◆ QUOTED TEXT ◆
Step 3: Confirm statistical significance

Make sure the difference is meaningful, not random chance.

Guidelines:

  • If Version B is 30%+ better than Version A → Strong winner

  • If Version B is 10-20% better → Likely winner, consider testing longer if possible

  • If Version B is < 10% better → May be random variation, test longer or accept tie

💡 Pro tip: If you're uncertain, wait for more data. Better to delay the decision than lock in the wrong version.

Phase 2: Select the Winning Sequence

Step 4: Open your campaign

Go to Campaigns → Select the campaign with the A/B test.

Step 5: Navigate to the sequence

Click the Sequence tab to view your A/B tested step(s).

You'll see both versions displayed

Step 6: Choose the winning version

Click on the version you want to set as the winner.

If Version A won: Click on Version A, then select Choose Sequence A.

If Version B won: Click on Version B, then select Choose Sequence B

Step 7: Review the warning message

A confirmation dialog appears with an important warning:

"This action is final and cannot be undone. Version B will become the permanent sequence for all new leads. Leads already contacted with Version A will continue with Version A."

Read this carefully. Make sure you understand:

  • The selected version becomes permanent

  • You cannot switch back

  • Existing leads are unaffected

  • Future leads only see the winner

Phase 3: Confirm and Apply

Step 8: Confirm your choice

If you're confident in your decision, click OK or Confirm.

The winning version is now locked in as your campaign's permanent sequence.

Step 9: Verify the change

After confirming, verify the sequence now shows only the winning version.

The losing version should be archived or marked as inactive.

Step 10: Import new leads to test the change

Add a small batch of new leads (5-10) to confirm they receive the winning version.

Check their journey in the Leads tab to ensure the correct sequence is being used.

What Happens to Existing Leads

Leads already in the campaign before you chose a winner:

Continue with their original version (A or B) for the entire sequence

Are NOT switched to the winning version mid-campaign

Complete their journey exactly as planned when they entered

Why this matters: If 200 leads received Version A and you later choose Version B as the winner, those 200 leads don't suddenly switch to Version B. They finish with Version A. Only leads imported after your selection get Version B.

◆ WRITTEN EXERCISE ◆
Please write out the A/B test guide word for word from "Step 6: Choose" to "Choose Sequence A.".

[Annotation data for object locations]
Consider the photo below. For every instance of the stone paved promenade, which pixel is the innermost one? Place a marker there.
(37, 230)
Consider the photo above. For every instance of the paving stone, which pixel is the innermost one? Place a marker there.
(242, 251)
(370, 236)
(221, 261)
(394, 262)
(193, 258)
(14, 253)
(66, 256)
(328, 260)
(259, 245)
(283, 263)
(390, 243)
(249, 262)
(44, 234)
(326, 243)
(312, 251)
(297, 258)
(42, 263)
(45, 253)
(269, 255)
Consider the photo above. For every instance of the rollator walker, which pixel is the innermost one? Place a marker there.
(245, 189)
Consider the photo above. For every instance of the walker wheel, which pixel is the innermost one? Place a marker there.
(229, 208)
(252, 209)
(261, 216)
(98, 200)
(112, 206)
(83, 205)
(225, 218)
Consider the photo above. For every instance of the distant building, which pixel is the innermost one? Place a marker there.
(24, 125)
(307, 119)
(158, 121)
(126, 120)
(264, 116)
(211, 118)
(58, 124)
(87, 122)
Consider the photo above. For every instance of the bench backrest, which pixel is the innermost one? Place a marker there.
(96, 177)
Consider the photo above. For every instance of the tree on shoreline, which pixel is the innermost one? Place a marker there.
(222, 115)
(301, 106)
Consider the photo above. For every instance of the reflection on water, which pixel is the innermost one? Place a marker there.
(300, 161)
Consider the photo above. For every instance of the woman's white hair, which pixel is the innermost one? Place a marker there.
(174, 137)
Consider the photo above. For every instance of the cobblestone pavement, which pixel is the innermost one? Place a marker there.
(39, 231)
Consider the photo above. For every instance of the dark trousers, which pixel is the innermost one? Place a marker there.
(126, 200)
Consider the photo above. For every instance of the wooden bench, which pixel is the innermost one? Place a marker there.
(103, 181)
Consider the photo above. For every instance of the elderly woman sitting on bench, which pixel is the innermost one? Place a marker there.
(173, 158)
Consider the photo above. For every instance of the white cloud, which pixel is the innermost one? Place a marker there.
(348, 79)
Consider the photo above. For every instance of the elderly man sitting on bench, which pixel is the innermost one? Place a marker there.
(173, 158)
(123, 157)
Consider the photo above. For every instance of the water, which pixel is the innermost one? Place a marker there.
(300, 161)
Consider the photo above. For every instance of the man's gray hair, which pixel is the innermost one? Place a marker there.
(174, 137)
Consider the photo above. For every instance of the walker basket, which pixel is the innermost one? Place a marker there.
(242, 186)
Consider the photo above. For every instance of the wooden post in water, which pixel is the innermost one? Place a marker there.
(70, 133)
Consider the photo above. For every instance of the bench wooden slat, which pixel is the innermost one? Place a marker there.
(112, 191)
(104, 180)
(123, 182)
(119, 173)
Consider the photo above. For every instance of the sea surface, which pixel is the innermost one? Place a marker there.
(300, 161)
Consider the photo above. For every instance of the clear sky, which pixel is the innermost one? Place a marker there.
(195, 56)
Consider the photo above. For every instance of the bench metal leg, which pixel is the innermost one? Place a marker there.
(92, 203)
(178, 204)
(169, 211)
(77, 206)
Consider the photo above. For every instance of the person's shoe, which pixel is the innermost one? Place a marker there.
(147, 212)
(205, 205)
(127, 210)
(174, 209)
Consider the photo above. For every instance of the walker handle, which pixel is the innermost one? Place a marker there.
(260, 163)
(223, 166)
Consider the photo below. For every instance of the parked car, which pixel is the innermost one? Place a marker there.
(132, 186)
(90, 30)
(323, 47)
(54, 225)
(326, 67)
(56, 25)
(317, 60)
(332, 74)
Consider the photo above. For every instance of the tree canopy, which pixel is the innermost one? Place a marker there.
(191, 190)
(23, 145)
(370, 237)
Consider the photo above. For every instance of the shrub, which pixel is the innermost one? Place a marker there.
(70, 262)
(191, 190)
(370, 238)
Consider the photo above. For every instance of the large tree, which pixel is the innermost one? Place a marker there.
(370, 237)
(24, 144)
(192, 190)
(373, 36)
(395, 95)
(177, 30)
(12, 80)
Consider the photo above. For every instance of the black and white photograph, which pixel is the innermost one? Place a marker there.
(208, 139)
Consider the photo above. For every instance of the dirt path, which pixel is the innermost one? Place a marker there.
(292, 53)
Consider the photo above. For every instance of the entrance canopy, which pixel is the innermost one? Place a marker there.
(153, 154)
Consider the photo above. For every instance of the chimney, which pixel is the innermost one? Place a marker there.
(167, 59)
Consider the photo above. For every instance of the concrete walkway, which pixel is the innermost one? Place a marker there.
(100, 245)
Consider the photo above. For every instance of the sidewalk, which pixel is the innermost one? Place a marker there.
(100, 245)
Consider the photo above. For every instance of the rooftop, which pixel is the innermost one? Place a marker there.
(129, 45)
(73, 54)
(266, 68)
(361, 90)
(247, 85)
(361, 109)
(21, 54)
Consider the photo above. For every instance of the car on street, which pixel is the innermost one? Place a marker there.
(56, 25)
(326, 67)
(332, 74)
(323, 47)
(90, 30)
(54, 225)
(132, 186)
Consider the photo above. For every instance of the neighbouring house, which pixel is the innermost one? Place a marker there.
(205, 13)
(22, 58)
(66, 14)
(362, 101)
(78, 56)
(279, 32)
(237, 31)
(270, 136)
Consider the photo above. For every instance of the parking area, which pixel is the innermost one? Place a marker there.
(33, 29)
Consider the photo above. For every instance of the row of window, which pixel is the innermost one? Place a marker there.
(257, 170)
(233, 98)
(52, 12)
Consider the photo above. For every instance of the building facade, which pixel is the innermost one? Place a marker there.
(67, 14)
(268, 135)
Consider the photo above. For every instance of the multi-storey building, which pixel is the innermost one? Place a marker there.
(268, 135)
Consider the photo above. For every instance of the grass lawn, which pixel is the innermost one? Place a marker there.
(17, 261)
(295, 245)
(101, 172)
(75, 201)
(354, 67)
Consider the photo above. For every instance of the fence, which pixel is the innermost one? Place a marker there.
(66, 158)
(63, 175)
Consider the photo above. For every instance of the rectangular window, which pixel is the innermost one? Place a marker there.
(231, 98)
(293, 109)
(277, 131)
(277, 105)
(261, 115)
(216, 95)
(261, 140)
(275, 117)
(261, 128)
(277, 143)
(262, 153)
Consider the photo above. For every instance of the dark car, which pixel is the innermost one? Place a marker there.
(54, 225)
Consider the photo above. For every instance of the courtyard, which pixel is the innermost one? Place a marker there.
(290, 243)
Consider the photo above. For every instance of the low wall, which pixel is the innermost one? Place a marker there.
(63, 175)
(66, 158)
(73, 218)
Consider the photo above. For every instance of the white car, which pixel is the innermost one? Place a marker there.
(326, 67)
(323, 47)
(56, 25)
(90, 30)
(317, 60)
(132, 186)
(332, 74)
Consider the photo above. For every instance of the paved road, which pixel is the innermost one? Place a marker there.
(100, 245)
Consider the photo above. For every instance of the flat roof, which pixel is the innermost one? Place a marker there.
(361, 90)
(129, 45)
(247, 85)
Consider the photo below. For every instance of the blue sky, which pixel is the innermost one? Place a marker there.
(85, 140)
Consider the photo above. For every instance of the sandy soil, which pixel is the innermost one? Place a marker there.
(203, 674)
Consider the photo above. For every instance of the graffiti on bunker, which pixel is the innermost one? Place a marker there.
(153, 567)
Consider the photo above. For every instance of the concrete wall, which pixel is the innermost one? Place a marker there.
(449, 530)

◆ COMPLETE RESPONSE ◆
Step 6: Choose the winning version

Click on the version you want to set as the winner.

If Version A won: Click on Version A, then select Choose Sequence A.